● **INSTRUCTIONS TO FOLLOW**
According to the passage on the Philippine Nurses Association of America, where is the PNAA Gawad Kalinga Village located?

The Philippine Nurses Association of America (PNAA), of which I am now president, has for the past 40 years advocated for the welfare of the Filipino-American nurses in the USA through education, mentorship, scholarships, and networking with other professional and community organizations. We have coordinated yearly medical and surgical missions to different parts of the Philippines, especially in impoverished areas. We continue our work at the PNAA Gawad Kalinga Village (a housing project for the homeless) in Piel, Bulacan, Philippines, providing health screenings and community outreach projects such as providing solar lighting to the community for 2019, and continued health clinics for 2018-2020. The PNAA nurses have raised funds to help the victims of typhoons, earthquakes, and destruction caused by the ISIS terrorist attacks in Marawi City in Southern Philippines.
What impact did the Institute of Medicine’s Future of Nursing report have on you?
As president of PNAA, I advocate for the continuation of an ad hoc committee that coordinates and monitors our participation in achieving the IOM recommendations. The committee members identified and supported the involvement of chapter members through their state IOM councils.
PNAA mentored many of our members to obtain higher education, and several chapters have provided scholarships to their members to assist them in their pursuit of higher education. We promoted the activities of the Forum of Nurses in Advanced Practice within PNAA to support the educational and research needs of nurse practitioners, clinical specialists, nurse-midwives, and nurse anesthetists.

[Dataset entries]
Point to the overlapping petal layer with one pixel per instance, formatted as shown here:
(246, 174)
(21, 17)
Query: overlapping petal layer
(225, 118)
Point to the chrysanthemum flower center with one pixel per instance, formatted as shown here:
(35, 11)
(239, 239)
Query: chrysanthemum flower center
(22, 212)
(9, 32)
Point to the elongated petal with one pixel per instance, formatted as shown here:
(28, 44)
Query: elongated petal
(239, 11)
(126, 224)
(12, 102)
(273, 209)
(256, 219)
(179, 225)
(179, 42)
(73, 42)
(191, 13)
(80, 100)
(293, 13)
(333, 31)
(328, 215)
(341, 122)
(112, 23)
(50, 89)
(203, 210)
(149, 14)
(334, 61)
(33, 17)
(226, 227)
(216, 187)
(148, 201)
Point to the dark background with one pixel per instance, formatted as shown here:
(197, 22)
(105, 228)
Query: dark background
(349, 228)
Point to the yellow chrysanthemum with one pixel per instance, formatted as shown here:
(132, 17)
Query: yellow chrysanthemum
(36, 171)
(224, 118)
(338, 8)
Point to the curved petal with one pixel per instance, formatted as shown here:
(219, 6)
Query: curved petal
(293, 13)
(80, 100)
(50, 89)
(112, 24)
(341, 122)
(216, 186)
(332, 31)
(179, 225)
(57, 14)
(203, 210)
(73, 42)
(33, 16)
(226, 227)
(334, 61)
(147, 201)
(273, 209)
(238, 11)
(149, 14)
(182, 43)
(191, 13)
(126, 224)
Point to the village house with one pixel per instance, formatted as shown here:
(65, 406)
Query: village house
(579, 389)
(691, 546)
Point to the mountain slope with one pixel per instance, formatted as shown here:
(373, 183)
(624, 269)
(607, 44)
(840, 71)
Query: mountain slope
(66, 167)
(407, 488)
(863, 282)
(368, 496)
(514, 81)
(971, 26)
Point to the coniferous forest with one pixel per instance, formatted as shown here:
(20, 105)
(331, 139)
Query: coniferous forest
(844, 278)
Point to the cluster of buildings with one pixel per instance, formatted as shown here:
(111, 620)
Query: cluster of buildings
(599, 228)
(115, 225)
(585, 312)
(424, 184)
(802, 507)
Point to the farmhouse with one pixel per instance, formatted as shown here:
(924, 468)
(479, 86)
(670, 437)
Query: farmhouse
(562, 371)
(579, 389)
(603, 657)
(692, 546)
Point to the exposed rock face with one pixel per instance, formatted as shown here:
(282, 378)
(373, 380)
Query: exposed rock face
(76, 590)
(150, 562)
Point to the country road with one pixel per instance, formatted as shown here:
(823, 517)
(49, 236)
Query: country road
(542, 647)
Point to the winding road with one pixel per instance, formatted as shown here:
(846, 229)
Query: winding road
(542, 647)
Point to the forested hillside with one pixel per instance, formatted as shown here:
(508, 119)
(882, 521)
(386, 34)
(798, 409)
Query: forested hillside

● **EXERCISE OUTPUT**
Piel, Bulacan, Philippines.